>> Begin Records shown

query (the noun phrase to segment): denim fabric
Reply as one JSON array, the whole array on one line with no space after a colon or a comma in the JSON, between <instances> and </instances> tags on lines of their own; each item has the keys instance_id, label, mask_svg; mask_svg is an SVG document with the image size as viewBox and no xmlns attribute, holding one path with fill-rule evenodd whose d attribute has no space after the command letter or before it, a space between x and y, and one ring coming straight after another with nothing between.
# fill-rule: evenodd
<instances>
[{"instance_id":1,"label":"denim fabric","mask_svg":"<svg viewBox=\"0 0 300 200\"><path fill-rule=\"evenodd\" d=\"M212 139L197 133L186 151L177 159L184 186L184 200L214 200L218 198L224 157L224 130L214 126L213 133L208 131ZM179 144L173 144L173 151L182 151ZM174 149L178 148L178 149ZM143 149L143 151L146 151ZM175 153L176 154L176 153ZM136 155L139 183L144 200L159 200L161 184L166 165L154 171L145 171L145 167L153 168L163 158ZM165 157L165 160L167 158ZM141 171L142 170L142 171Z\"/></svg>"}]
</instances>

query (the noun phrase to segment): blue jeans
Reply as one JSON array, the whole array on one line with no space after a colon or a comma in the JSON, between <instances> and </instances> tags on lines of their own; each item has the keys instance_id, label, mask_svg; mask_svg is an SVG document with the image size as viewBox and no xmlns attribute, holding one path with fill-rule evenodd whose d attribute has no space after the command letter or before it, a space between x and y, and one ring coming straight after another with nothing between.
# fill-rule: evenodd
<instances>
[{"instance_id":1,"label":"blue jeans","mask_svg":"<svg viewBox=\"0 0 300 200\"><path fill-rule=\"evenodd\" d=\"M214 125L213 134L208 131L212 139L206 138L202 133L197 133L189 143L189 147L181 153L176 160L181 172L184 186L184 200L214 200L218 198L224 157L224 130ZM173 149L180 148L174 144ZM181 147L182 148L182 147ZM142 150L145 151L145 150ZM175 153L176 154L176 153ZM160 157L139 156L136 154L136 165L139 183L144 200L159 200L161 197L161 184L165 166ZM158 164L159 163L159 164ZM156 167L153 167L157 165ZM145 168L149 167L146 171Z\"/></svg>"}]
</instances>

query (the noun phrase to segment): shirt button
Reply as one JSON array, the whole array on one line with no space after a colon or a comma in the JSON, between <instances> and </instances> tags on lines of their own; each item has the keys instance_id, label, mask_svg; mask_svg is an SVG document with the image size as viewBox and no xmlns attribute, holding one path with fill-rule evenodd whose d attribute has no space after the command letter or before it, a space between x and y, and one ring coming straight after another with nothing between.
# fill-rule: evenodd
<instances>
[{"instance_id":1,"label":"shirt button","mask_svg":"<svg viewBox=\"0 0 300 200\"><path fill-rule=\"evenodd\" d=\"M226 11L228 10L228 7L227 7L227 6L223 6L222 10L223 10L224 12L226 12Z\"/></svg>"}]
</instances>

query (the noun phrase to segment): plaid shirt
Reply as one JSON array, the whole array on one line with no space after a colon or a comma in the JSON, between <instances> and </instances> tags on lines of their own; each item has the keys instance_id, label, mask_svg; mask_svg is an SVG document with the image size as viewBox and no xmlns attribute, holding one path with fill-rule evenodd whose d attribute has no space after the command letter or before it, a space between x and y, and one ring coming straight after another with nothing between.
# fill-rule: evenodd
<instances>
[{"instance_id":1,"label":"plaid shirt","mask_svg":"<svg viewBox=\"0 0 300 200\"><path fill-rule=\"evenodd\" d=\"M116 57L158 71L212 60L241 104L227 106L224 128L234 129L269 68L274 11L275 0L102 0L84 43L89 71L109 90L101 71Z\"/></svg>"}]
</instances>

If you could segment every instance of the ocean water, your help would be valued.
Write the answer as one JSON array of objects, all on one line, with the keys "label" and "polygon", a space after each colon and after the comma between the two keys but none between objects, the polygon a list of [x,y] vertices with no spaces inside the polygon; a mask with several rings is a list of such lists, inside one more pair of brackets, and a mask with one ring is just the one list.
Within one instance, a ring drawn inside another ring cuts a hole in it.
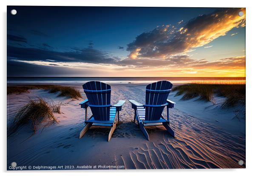
[{"label": "ocean water", "polygon": [[7,84],[82,84],[90,81],[99,81],[108,84],[147,84],[165,80],[173,84],[188,83],[242,84],[245,78],[199,77],[8,77]]}]

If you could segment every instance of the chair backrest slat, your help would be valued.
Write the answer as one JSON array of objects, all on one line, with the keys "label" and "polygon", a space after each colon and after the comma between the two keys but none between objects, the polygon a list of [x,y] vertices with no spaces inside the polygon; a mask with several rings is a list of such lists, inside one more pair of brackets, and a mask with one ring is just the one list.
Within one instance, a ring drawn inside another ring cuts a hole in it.
[{"label": "chair backrest slat", "polygon": [[[109,120],[111,87],[100,81],[90,81],[82,85],[94,119]],[[91,105],[91,106],[90,106]],[[102,107],[100,107],[101,105]]]},{"label": "chair backrest slat", "polygon": [[147,86],[145,120],[160,119],[172,85],[169,81],[160,81]]}]

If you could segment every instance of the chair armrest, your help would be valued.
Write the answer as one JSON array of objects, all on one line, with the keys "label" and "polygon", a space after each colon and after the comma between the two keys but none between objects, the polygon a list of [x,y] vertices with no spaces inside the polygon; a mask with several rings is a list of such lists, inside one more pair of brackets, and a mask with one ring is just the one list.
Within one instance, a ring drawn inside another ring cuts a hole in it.
[{"label": "chair armrest", "polygon": [[81,102],[80,103],[79,103],[79,104],[81,105],[81,108],[86,108],[88,107],[88,105],[87,105],[87,103],[89,101],[88,100],[88,99],[85,99],[82,102]]},{"label": "chair armrest", "polygon": [[168,104],[167,105],[167,108],[168,108],[174,107],[174,104],[176,104],[175,102],[172,102],[169,99],[167,99],[167,103],[168,103]]},{"label": "chair armrest", "polygon": [[137,107],[143,107],[143,106],[142,104],[140,104],[133,99],[129,99],[128,101],[131,104],[131,108],[134,110],[137,109]]},{"label": "chair armrest", "polygon": [[118,102],[112,106],[113,107],[116,107],[117,111],[119,111],[122,110],[122,106],[125,102],[125,100],[119,100]]}]

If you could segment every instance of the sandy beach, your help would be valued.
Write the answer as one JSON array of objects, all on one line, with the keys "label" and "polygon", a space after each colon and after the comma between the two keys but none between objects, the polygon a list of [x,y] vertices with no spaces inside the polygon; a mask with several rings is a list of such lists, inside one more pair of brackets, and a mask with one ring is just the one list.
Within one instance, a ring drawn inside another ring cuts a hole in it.
[{"label": "sandy beach", "polygon": [[[79,89],[85,99],[82,85],[71,85]],[[119,100],[145,101],[145,84],[113,84],[111,104]],[[176,138],[162,126],[146,127],[148,141],[133,121],[134,112],[127,101],[120,113],[120,123],[107,142],[109,128],[92,127],[81,139],[84,127],[85,110],[77,100],[58,96],[42,89],[29,93],[7,95],[7,120],[9,122],[19,108],[29,99],[43,98],[47,102],[61,102],[58,122],[43,127],[40,124],[36,134],[24,126],[7,138],[7,165],[74,166],[123,166],[120,169],[178,169],[245,168],[245,121],[234,118],[236,107],[221,108],[216,103],[193,98],[182,101],[171,92],[168,99],[177,103],[170,111],[171,126]],[[89,115],[91,114],[89,110]],[[164,110],[166,116],[166,110]],[[9,124],[8,124],[9,125]],[[239,165],[238,162],[244,161]],[[100,168],[99,168],[100,167]],[[102,167],[102,168],[101,168]],[[124,167],[124,168],[123,168]],[[33,168],[32,168],[33,169]]]}]

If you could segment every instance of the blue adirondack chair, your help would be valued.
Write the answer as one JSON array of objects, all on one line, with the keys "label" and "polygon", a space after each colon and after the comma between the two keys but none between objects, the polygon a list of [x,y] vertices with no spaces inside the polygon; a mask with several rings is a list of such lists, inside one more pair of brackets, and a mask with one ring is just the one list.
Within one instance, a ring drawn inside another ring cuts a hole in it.
[{"label": "blue adirondack chair", "polygon": [[[145,104],[129,100],[131,104],[131,108],[134,110],[134,121],[137,120],[139,127],[148,140],[149,137],[145,126],[163,125],[175,138],[174,132],[170,126],[169,109],[174,107],[176,103],[167,99],[172,85],[172,84],[167,81],[158,81],[148,85],[146,88]],[[167,119],[162,115],[165,106]]]},{"label": "blue adirondack chair", "polygon": [[[90,81],[82,85],[87,99],[79,103],[85,108],[85,126],[80,133],[81,138],[92,125],[111,127],[108,141],[111,138],[116,129],[117,121],[119,122],[119,111],[125,101],[119,100],[114,105],[110,104],[110,85],[99,81]],[[92,115],[87,119],[87,108],[90,107]],[[117,116],[118,119],[117,119]]]}]

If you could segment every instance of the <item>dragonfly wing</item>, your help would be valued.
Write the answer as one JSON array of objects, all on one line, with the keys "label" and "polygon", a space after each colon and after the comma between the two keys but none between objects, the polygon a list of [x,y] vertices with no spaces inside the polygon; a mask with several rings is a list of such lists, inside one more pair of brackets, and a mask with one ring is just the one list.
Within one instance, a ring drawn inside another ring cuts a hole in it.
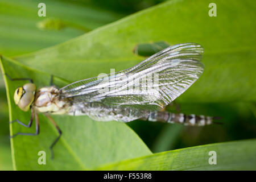
[{"label": "dragonfly wing", "polygon": [[203,51],[196,43],[171,46],[133,67],[69,84],[61,89],[60,96],[73,98],[75,104],[100,102],[106,107],[156,111],[201,76]]}]

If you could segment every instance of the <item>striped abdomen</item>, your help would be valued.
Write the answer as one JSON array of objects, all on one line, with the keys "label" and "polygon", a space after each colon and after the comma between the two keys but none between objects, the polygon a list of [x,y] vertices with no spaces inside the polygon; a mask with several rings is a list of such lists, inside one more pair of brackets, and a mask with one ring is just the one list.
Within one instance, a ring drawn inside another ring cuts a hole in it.
[{"label": "striped abdomen", "polygon": [[153,122],[157,121],[169,123],[180,123],[184,125],[201,126],[212,124],[213,117],[195,114],[157,111],[151,113],[147,118],[141,119]]}]

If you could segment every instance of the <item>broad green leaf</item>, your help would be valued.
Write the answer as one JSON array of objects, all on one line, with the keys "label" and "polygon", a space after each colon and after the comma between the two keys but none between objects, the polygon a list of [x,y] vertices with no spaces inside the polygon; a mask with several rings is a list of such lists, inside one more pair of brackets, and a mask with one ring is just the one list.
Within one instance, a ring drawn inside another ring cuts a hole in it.
[{"label": "broad green leaf", "polygon": [[[49,85],[50,75],[24,66],[15,60],[1,57],[3,73],[13,78],[33,78],[37,86]],[[60,65],[59,65],[60,67]],[[10,121],[19,119],[27,123],[30,112],[22,111],[15,105],[13,94],[24,81],[11,81],[5,78]],[[54,77],[58,86],[67,84]],[[87,117],[53,116],[63,133],[54,147],[55,158],[50,159],[49,146],[57,133],[43,115],[39,115],[40,133],[38,136],[18,135],[11,140],[14,168],[18,170],[88,169],[100,165],[151,154],[138,135],[126,125],[116,122],[97,122]],[[17,123],[10,125],[10,134],[18,132],[34,133]],[[45,151],[47,165],[39,165],[38,153]]]},{"label": "broad green leaf", "polygon": [[[106,165],[100,170],[256,170],[256,139],[163,152]],[[209,164],[216,154],[216,164]],[[210,159],[211,161],[212,159]]]},{"label": "broad green leaf", "polygon": [[[196,42],[204,48],[205,70],[180,102],[255,101],[255,2],[170,1],[64,43],[15,57],[25,65],[73,81],[127,68],[143,58],[138,43]],[[61,69],[56,65],[61,65]],[[83,73],[83,74],[81,74]]]}]

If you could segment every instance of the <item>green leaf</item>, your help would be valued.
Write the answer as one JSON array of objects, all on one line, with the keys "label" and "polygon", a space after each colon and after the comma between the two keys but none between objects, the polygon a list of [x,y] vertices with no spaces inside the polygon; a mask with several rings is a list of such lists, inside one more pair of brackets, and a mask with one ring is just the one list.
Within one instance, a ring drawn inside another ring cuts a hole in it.
[{"label": "green leaf", "polygon": [[[205,49],[205,70],[178,100],[255,101],[255,2],[214,2],[216,17],[208,15],[212,1],[167,1],[59,46],[15,59],[75,81],[139,63],[143,58],[133,52],[138,43],[196,42]],[[60,64],[61,69],[56,67]]]},{"label": "green leaf", "polygon": [[[255,170],[256,139],[219,143],[163,152],[115,164],[100,170]],[[209,160],[216,153],[216,164]]]},{"label": "green leaf", "polygon": [[[38,87],[49,85],[50,75],[23,66],[15,60],[1,57],[3,73],[13,78],[31,77]],[[60,65],[59,66],[60,67]],[[23,81],[11,81],[5,77],[10,119],[19,119],[27,123],[30,112],[22,111],[15,105],[13,94]],[[54,77],[57,85],[67,84]],[[11,139],[14,168],[18,170],[88,169],[100,165],[151,154],[138,135],[125,123],[97,122],[87,117],[53,116],[63,135],[53,148],[55,158],[50,159],[49,147],[57,136],[56,129],[43,114],[39,115],[40,133],[38,136],[18,135]],[[18,123],[10,125],[10,134],[35,133],[35,125],[25,128]],[[38,163],[40,151],[47,154],[47,165]]]}]

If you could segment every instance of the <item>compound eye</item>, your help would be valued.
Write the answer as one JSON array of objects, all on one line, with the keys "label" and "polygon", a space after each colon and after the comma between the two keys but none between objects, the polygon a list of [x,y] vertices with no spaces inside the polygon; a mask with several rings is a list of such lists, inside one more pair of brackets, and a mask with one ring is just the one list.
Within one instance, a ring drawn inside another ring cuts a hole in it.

>> End Records shown

What the exercise asks :: Return every line from the one holding "If you could segment every instance of the <item>compound" through the end of the data, exactly as it appears, with both ends kept and nothing else.

Response to this exercise ::
If you could segment every instance of the <item>compound eye</item>, your help would be valued.
Write the answer as one JSON array of objects, all on one line, with the keys "label" and "polygon", a space after each colon and after the comma between the two keys but none between objects, the polygon a list of [x,y] vertices with no spaces inside the polygon; a mask with several rings is a list of such lists, inside one more pair of brackets, and a mask with one ring is just the one list.
Within one instance, a ring drawn inside another ring cuts a hole in it.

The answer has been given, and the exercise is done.